** RECORDED DATA follows **

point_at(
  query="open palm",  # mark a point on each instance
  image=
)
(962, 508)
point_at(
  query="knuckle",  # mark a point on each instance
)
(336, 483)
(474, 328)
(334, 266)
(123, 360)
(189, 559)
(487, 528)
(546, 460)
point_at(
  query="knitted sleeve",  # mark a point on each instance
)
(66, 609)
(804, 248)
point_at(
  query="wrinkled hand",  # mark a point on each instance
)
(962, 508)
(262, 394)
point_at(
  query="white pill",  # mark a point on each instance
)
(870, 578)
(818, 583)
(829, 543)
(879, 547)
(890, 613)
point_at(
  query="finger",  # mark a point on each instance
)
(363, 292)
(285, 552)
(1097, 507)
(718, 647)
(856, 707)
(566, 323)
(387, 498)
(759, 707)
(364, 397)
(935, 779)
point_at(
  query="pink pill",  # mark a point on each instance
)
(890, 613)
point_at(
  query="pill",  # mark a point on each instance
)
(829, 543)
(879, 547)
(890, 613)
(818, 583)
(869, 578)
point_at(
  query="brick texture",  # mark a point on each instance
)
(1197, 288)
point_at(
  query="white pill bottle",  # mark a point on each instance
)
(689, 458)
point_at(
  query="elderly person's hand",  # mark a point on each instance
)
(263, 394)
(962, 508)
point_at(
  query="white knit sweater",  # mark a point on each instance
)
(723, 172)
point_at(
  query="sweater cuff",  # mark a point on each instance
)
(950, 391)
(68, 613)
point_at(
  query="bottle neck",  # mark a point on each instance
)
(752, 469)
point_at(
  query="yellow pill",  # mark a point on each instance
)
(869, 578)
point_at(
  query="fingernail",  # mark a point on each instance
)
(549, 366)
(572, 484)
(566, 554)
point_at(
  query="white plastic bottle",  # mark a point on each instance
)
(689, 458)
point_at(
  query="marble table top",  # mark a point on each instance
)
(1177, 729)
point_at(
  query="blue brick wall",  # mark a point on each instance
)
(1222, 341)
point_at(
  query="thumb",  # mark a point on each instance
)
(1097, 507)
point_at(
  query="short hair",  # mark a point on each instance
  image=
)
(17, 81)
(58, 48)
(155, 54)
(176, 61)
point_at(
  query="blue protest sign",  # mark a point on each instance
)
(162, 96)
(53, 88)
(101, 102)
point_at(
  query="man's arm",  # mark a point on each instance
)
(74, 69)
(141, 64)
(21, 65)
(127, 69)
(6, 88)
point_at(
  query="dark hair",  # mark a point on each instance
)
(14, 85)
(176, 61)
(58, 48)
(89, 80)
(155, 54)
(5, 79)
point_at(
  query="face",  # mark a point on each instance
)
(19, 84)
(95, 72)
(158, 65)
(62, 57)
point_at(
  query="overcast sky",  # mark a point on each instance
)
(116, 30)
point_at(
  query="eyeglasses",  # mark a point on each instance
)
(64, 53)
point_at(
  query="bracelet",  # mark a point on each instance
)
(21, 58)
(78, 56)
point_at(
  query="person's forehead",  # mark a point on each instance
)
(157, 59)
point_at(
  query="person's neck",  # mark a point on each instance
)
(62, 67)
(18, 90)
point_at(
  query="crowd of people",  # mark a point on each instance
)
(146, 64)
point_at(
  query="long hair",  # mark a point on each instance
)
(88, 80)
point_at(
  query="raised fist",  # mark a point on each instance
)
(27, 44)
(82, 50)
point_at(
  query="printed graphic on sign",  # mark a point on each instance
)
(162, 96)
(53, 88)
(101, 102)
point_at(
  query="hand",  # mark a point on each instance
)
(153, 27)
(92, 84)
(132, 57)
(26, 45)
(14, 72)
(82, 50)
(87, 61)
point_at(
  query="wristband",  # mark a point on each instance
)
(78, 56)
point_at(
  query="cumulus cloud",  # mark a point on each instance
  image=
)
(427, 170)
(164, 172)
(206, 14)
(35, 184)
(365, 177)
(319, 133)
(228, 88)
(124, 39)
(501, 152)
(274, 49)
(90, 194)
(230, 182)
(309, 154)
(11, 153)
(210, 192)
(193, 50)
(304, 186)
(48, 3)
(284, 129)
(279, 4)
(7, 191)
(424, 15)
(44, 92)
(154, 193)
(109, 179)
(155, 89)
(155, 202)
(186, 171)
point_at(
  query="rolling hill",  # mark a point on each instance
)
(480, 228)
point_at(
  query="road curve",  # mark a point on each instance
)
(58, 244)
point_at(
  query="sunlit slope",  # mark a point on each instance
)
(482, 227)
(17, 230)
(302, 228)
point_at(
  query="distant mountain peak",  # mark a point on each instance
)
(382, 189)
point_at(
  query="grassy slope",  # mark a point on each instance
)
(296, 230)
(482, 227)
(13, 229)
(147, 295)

** End of RECORDED DATA **

▸ **ABOUT THIS TASK**: Quote each line of the listing above exactly.

▸ **RESULT OF THE TASK**:
point_at(
  query="open palm",  # mark a point on each instance
  image=
)
(962, 508)
point_at(
  query="knuckle",  # mark a point on each instance
)
(336, 483)
(474, 328)
(334, 266)
(123, 360)
(189, 559)
(487, 528)
(546, 460)
point_at(
  query="knitted sleeve",  # mark a point on each instance
)
(66, 609)
(804, 248)
point_at(
  query="wrinkled hand",  # mark a point on each instance
)
(962, 508)
(262, 394)
point_at(
  query="white pill",  # mark a point on each instance
)
(870, 578)
(818, 583)
(829, 543)
(879, 547)
(890, 613)
point_at(
  query="finger",  # mark a point on each instance
)
(363, 292)
(285, 552)
(1097, 507)
(718, 647)
(856, 707)
(566, 323)
(387, 498)
(759, 707)
(364, 397)
(935, 779)
point_at(
  query="pink pill",  # mark a point on each instance
)
(890, 613)
point_at(
  query="pill",  # mark a point on each instance
)
(829, 543)
(879, 547)
(890, 613)
(818, 583)
(869, 578)
point_at(
  query="brick texture",  # mark a point on each instance
)
(1197, 288)
point_at(
  query="white pill bottle",  # mark a point on each instance
)
(689, 458)
point_at(
  query="elderly person's hand",  # mark a point on each instance
)
(263, 394)
(962, 508)
point_at(
  query="white knit sweater",  # mark a point on each instance
)
(723, 172)
point_at(
  query="sweater cuff",  # mark a point on each instance
)
(950, 391)
(68, 613)
point_at(
  query="bottle neck",  # mark a point on each instance
)
(752, 469)
point_at(
  query="yellow pill",  # mark a point on each instance
)
(869, 578)
point_at(
  query="fingernail",  # mark a point on each instance
)
(549, 366)
(572, 484)
(566, 554)
point_at(
  query="white plastic bottle",  # mark a point on each instance
)
(689, 458)
point_at(
  query="marble table top",  # mark a point on each instance
)
(1177, 729)
point_at(
  query="blue brick wall",  # mark a point on each instance
)
(1222, 341)
point_at(
  query="thumb",  # mark a point on each instance
)
(1097, 507)
point_at(
  query="short hair",  # mark a point on each instance
  image=
)
(17, 81)
(58, 48)
(155, 54)
(176, 61)
point_at(
  query="blue protest sign",  # mark a point on each instance
)
(162, 96)
(53, 88)
(101, 102)
point_at(
  query="man's arm",  # mark a point on each instance
)
(74, 69)
(141, 64)
(21, 65)
(127, 69)
(6, 88)
point_at(
  query="dark hair",  # mark a point on each instance
)
(14, 85)
(176, 61)
(58, 48)
(89, 80)
(155, 54)
(5, 79)
point_at(
  query="face",  # mark a point on each instance
)
(19, 84)
(95, 72)
(158, 65)
(62, 57)
point_at(
  query="overcast sky",  # mark a point on each instance
)
(116, 30)
point_at(
  query="eyeglasses",  # mark a point on each instance
)
(64, 53)
point_at(
  query="bracelet",  # mark a point on each instance
)
(21, 58)
(78, 56)
point_at(
  query="person's forehead",  # mark a point on each instance
)
(157, 59)
point_at(
  query="person's neck",  # mark a point on each instance
)
(62, 67)
(18, 90)
point_at(
  query="crowd of people",  # mark a point on each instance
)
(146, 64)
point_at(
  query="long hair",  # mark a point on each instance
)
(88, 80)
point_at(
  query="raised fist",  # mark a point on each instance
)
(27, 44)
(82, 50)
point_at(
  query="printed graphic on sign",  # mark a point on each instance
)
(162, 96)
(53, 88)
(101, 102)
point_at(
  query="hand",  # mark a point on each instance
)
(153, 27)
(92, 84)
(132, 57)
(26, 45)
(14, 72)
(82, 50)
(87, 61)
point_at(
  query="wristband",  # mark a point on each instance
)
(78, 56)
point_at(
  query="cumulus cloud",  # mark a point on each instance
  image=
)
(427, 170)
(164, 172)
(206, 14)
(35, 184)
(365, 177)
(319, 133)
(228, 88)
(124, 39)
(501, 152)
(274, 49)
(90, 194)
(230, 182)
(309, 154)
(11, 153)
(210, 192)
(193, 50)
(304, 186)
(48, 3)
(284, 129)
(279, 4)
(7, 191)
(424, 15)
(44, 92)
(154, 193)
(109, 179)
(155, 89)
(155, 202)
(186, 171)
point_at(
  query="rolling hill",  # mark a point on each instance
)
(480, 228)
point_at(
  query="road curve",  # mark a point on each instance
)
(58, 244)
point_at(
  query="sunlit slope",  # mark a point on each instance
)
(482, 227)
(17, 230)
(302, 228)
point_at(
  query="distant mountain peak",  # mark a point on each instance
)
(382, 189)
point_at(
  query="grassy slope",  # mark a point on each instance
)
(296, 230)
(482, 227)
(13, 229)
(147, 295)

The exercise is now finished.